Продолжите текст о триаде Уварова и Троице, начав сразу после его последней строки.

◆ **ИСХОДНЫЙ ОТРЫВОК**:
◆ ◆ ◆ ◆ ◆ ◆ ◆

К иным смыслам нельзя и прикоснуться без того, чтобы это прикосновение не наполнилось тут же политической вибрацией: таков смысл изначально политической триады Уварова, таков же смысл и слова «Народ» (которое, даже написанное со строчной, непременно идеологами этого символа прочитывается с большой буквы, которая тут, сознательно или нет, подразумевается как продолжение уваровской Народности), таков же, увы, смысл и самой Троицы, которая, оставаясь для нас культурно-философски (как гуманология в отличие от теологии) глубоко значимой, в современных социальных условиях, однако, превращается в упрощенный, грубый инструмент церковно-политического влияния.
Именно эти вибрации и заставляют меня, разложив три последних равенства по горизонтали, получить ясную картину духовных приобретений автора пьесы: 

БОГ-ОТЕЦ = Отец = ПРАВОСЛАВИЕ = Бог

БОГ-СЫН = Сын = САМОДЕРЖАВИЕ = Человек

СВ. ДУХ = Дух = НАРОДНОСТЬ = народ.

◆ ◆ ◆ ◆ ◆ ◆ ◆

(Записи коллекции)
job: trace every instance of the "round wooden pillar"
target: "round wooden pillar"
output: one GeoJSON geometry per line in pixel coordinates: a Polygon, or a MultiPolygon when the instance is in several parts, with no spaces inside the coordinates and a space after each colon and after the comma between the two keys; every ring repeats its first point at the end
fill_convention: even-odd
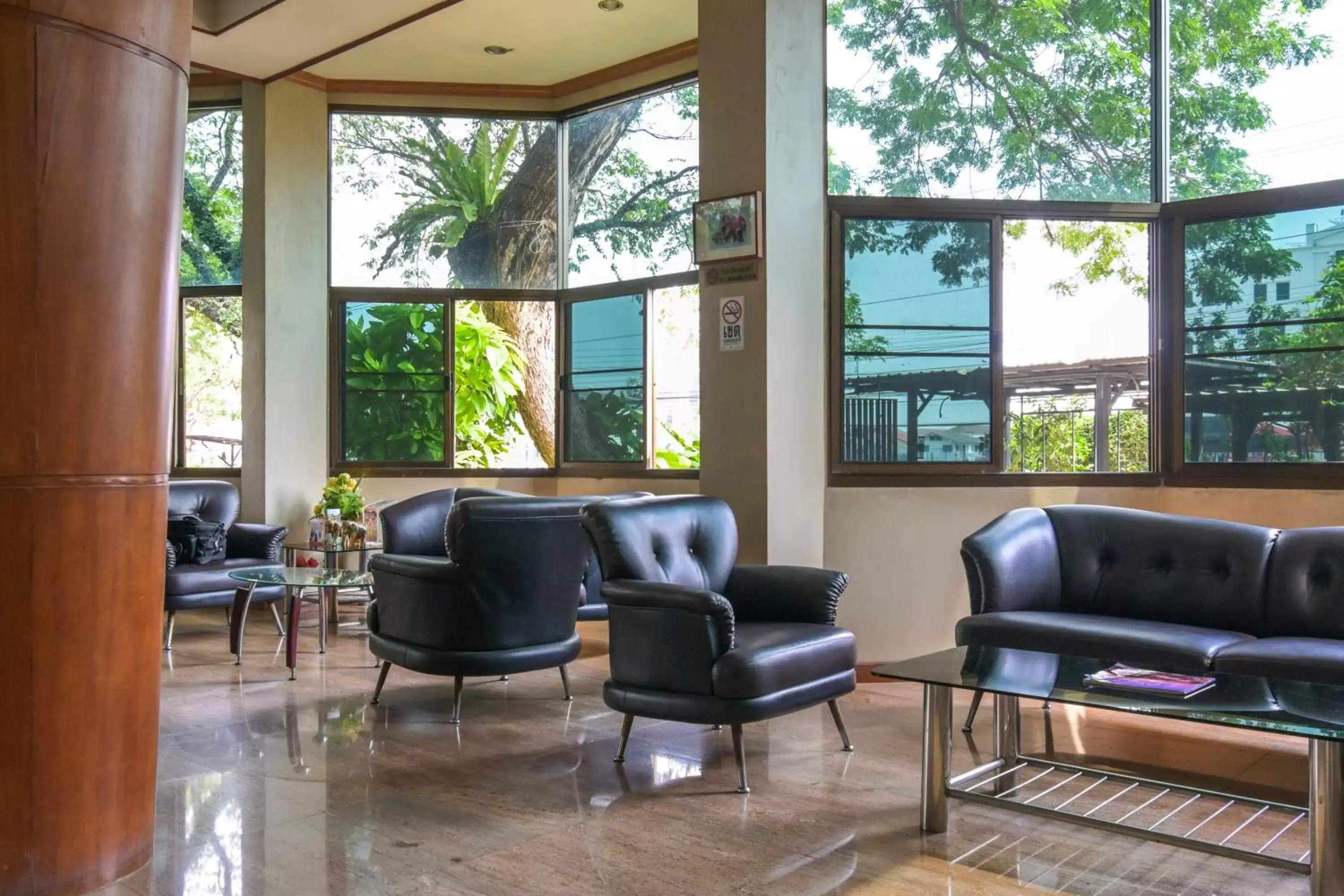
{"type": "Polygon", "coordinates": [[[0,0],[0,892],[151,857],[190,0],[0,0]]]}

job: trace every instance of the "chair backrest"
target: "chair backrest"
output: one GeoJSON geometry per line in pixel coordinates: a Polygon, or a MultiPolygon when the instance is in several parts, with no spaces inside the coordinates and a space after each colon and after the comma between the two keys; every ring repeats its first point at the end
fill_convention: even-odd
{"type": "Polygon", "coordinates": [[[383,508],[383,553],[446,557],[444,525],[454,501],[516,496],[501,489],[438,489],[383,508]]]}
{"type": "Polygon", "coordinates": [[[223,523],[238,521],[238,486],[222,480],[175,480],[168,484],[168,517],[199,516],[223,523]]]}
{"type": "Polygon", "coordinates": [[[602,578],[665,582],[723,592],[738,557],[732,509],[702,494],[598,501],[583,525],[602,560],[602,578]]]}
{"type": "Polygon", "coordinates": [[[1265,631],[1277,529],[1085,504],[1046,513],[1059,543],[1062,610],[1265,631]]]}
{"type": "Polygon", "coordinates": [[[492,497],[457,501],[448,516],[458,650],[507,650],[574,634],[593,552],[583,500],[492,497]]]}

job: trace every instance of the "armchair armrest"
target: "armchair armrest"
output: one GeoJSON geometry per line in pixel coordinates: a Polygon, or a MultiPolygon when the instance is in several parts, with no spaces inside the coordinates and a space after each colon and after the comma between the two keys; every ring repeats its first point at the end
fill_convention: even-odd
{"type": "Polygon", "coordinates": [[[617,579],[602,583],[612,681],[677,693],[714,693],[714,664],[731,650],[732,604],[703,588],[617,579]]]}
{"type": "Polygon", "coordinates": [[[1059,609],[1059,544],[1054,524],[1040,508],[1009,510],[966,536],[961,562],[972,615],[1059,609]]]}
{"type": "Polygon", "coordinates": [[[224,553],[228,557],[253,557],[280,563],[280,545],[289,529],[282,525],[263,523],[234,523],[224,536],[224,553]]]}
{"type": "Polygon", "coordinates": [[[792,566],[739,566],[723,592],[743,622],[836,623],[849,576],[835,570],[792,566]]]}

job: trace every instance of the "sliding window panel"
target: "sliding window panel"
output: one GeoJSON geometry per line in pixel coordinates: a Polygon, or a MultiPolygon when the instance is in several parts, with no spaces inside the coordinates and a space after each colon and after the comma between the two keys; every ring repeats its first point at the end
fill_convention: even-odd
{"type": "Polygon", "coordinates": [[[1152,469],[1146,222],[1004,223],[1004,470],[1152,469]]]}
{"type": "Polygon", "coordinates": [[[242,467],[242,296],[183,300],[180,376],[177,465],[242,467]]]}
{"type": "Polygon", "coordinates": [[[995,222],[840,227],[840,465],[989,469],[995,222]]]}
{"type": "Polygon", "coordinates": [[[566,305],[566,462],[644,465],[644,293],[566,305]]]}
{"type": "Polygon", "coordinates": [[[555,302],[453,304],[453,465],[555,465],[555,302]]]}
{"type": "Polygon", "coordinates": [[[446,314],[448,306],[438,302],[344,305],[343,461],[445,463],[446,314]]]}
{"type": "Polygon", "coordinates": [[[1339,462],[1344,212],[1187,223],[1184,297],[1184,462],[1339,462]]]}

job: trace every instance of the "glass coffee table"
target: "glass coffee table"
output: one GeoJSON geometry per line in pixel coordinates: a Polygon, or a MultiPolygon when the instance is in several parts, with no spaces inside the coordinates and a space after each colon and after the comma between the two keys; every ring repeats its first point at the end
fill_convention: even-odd
{"type": "Polygon", "coordinates": [[[1188,699],[1105,690],[1110,661],[1032,650],[953,647],[878,666],[923,684],[919,827],[948,830],[948,798],[1142,837],[1310,875],[1312,893],[1344,893],[1344,688],[1216,676],[1188,699]],[[952,689],[993,695],[993,759],[952,775],[952,689]],[[1253,728],[1304,737],[1309,799],[1294,806],[1020,755],[1020,697],[1253,728]]]}
{"type": "Polygon", "coordinates": [[[234,592],[234,606],[230,610],[228,649],[237,657],[235,665],[242,665],[243,625],[247,621],[247,606],[253,590],[261,586],[285,586],[285,665],[289,677],[294,678],[298,665],[298,610],[304,603],[304,588],[317,588],[319,607],[319,653],[327,653],[327,607],[336,600],[337,588],[370,588],[374,576],[362,570],[328,570],[323,567],[266,567],[259,570],[235,570],[230,579],[242,583],[234,592]]]}

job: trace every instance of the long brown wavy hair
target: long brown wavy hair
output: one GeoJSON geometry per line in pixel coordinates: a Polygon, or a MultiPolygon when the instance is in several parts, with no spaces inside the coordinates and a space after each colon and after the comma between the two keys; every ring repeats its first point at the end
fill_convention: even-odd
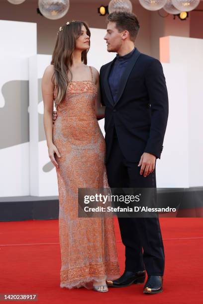
{"type": "MultiPolygon", "coordinates": [[[[68,85],[68,74],[70,71],[72,76],[70,67],[73,64],[72,54],[76,47],[76,39],[81,34],[81,29],[84,25],[87,33],[90,37],[90,29],[85,22],[82,21],[72,21],[60,27],[57,34],[56,44],[52,54],[51,64],[54,67],[54,73],[52,77],[55,78],[57,93],[55,100],[56,107],[65,97],[68,85]]],[[[81,60],[87,65],[87,54],[89,51],[85,50],[82,52],[81,60]]]]}

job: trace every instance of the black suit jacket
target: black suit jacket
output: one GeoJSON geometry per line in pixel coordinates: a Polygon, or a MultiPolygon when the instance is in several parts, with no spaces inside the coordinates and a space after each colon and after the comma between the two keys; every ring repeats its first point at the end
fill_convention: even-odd
{"type": "Polygon", "coordinates": [[[139,161],[144,152],[160,158],[168,116],[162,66],[159,60],[136,48],[121,77],[114,103],[108,77],[115,59],[102,67],[100,75],[102,103],[106,106],[106,162],[114,127],[121,151],[128,160],[139,161]]]}

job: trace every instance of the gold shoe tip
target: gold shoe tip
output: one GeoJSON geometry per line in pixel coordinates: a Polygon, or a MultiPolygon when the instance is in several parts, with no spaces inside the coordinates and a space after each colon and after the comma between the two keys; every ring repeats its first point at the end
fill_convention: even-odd
{"type": "Polygon", "coordinates": [[[111,280],[107,280],[106,283],[107,284],[109,284],[109,285],[112,285],[113,284],[113,281],[111,281],[111,280]]]}
{"type": "Polygon", "coordinates": [[[152,292],[152,290],[151,288],[149,288],[149,287],[146,287],[144,290],[148,292],[149,293],[151,293],[152,292]]]}

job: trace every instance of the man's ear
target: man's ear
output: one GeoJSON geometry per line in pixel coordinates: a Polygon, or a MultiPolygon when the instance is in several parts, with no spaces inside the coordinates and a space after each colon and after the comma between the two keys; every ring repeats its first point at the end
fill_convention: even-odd
{"type": "Polygon", "coordinates": [[[124,31],[122,35],[122,39],[124,40],[126,39],[129,36],[128,31],[124,31]]]}

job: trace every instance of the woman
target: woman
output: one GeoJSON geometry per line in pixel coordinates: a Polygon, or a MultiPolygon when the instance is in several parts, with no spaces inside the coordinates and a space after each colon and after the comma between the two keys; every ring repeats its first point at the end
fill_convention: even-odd
{"type": "Polygon", "coordinates": [[[58,33],[51,65],[42,78],[44,125],[56,167],[59,199],[60,287],[108,291],[119,276],[112,218],[78,218],[78,188],[108,187],[99,76],[87,65],[90,32],[73,20],[58,33]],[[58,117],[52,129],[54,99],[58,117]],[[54,156],[55,154],[55,157],[54,156]]]}

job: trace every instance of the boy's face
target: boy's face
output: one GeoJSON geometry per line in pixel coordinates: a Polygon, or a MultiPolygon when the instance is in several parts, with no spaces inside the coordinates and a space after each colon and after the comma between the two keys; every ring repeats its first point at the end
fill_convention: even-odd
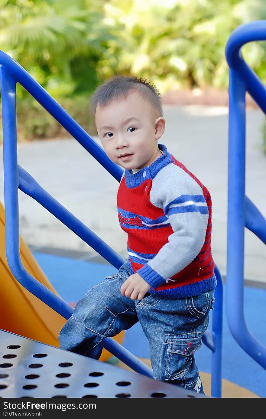
{"type": "Polygon", "coordinates": [[[165,120],[156,118],[150,102],[137,92],[105,108],[98,104],[95,123],[106,154],[125,169],[149,166],[161,155],[158,140],[164,132],[165,120]]]}

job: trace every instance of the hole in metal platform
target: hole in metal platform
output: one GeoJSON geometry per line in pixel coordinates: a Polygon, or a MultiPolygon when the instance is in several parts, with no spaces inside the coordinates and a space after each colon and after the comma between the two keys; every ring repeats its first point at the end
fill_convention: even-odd
{"type": "Polygon", "coordinates": [[[30,364],[28,366],[29,368],[40,368],[41,367],[43,367],[44,366],[42,364],[30,364]]]}
{"type": "Polygon", "coordinates": [[[152,393],[150,395],[151,397],[166,397],[165,393],[152,393]]]}
{"type": "Polygon", "coordinates": [[[54,387],[57,388],[65,388],[66,387],[69,387],[69,384],[67,384],[66,383],[59,383],[58,384],[56,384],[54,387]]]}
{"type": "Polygon", "coordinates": [[[116,383],[116,385],[121,386],[130,385],[131,384],[129,381],[119,381],[118,383],[116,383]]]}
{"type": "Polygon", "coordinates": [[[101,377],[101,375],[103,375],[103,372],[90,372],[89,374],[90,377],[101,377]]]}
{"type": "Polygon", "coordinates": [[[71,367],[71,365],[73,365],[73,364],[72,364],[71,362],[61,362],[58,365],[59,367],[71,367]]]}
{"type": "Polygon", "coordinates": [[[71,374],[68,372],[62,372],[60,374],[57,374],[56,376],[59,378],[66,378],[67,377],[70,377],[71,374]]]}
{"type": "Polygon", "coordinates": [[[24,388],[25,390],[32,390],[34,388],[36,388],[38,385],[35,385],[34,384],[27,384],[26,385],[22,386],[22,388],[24,388]]]}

◆ ◆ ◆ ◆ ◆ ◆ ◆

◆ **ОТВЕТ НИЖЕ**:
Как видим, вытекают чудовищно безграмотные уподобления:
 
1 ПРАВОСЛАВИЕ = БОГ,

то есть всего лишь одна из христианских только конфессий, социальный институт, становится тут коллективным заместителем духовной сущности;  глубина смысла существования, в которую мы верим или не верим, но ищем, культурно-исторически связывая ее со словом «Бог», отождествляется с общественной организацией, с мундиром чиновника-батюшки. Налицо грубейшее обожествление социальной формы, порождающее в массах не веру в Бога, а элементарное церквоверие (храмоверие, обрядоверие и т.п.). И даже если согласиться, что под православием можно понимать еще и систему вероучительных взглядов, некую теологическую идеологию, то и тогда дело не меняется: это вероучение социальной организации, давным давно, столетия уже, не ищущей, а ИМЕЮЩЕЙ «Бога» («истину в кармане», по ироническому выражению Ф.М. Достоевского) как инструмент манипуляции населением, рычаг прогосударственной власти. Оно и ныне как всегда содержит не потребную человечеству глубину интуиции и здравого нравственного разума, необходимую при касании к древним священным символам, а все те же затверженные тысячелетним господством над разумом фантазмы древнейшей детской веры, вроде «благодатного огня» или «пояса богородицы».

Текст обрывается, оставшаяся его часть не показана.